What the exercise asks.
Starting at the line that contains "Find the yellow" and going through the end of the entries, rewrite each line as a row of a Markdown table with the columns Row and Line, numbering the rows and skipping blank lines.

Task material.

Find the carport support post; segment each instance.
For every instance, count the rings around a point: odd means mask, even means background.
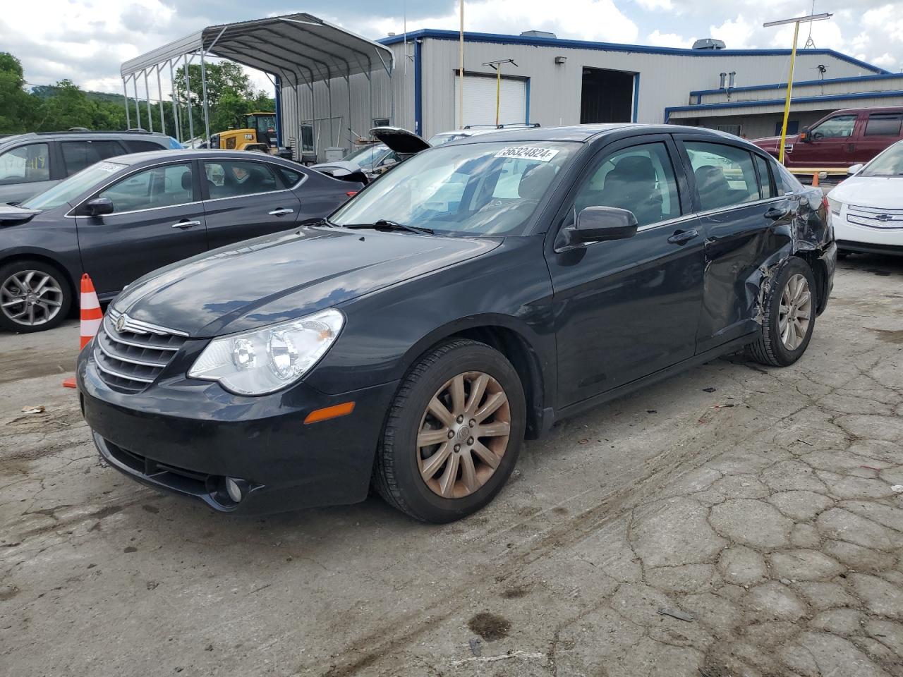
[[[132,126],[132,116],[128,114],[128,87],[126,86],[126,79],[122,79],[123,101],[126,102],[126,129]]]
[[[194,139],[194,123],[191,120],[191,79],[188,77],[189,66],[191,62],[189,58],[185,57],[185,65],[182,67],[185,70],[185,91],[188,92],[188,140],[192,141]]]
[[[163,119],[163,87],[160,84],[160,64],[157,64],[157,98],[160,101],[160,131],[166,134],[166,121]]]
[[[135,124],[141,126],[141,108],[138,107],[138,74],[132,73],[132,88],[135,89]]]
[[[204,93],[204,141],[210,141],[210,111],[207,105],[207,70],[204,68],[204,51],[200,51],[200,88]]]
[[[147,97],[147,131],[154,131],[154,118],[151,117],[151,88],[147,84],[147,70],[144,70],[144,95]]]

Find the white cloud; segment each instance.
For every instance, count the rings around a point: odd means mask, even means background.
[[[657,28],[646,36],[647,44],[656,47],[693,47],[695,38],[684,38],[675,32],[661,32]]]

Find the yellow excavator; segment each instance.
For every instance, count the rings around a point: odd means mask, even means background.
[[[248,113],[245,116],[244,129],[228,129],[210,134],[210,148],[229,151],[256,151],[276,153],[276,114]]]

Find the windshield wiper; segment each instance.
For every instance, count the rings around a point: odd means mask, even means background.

Answer for the task.
| Row | Line |
|---|---|
| 1 | Find the yellow excavator; segment each instance. |
| 2 | For every instance, count the rings around a point: odd means mask, even means background. |
| 3 | [[[248,113],[245,116],[244,129],[228,129],[210,134],[210,148],[229,151],[256,151],[276,153],[276,114]]] |
| 4 | Find the windshield wiper; segment each instance. |
| 5 | For every instance, count the rings around a point: odd means mask, even means background. |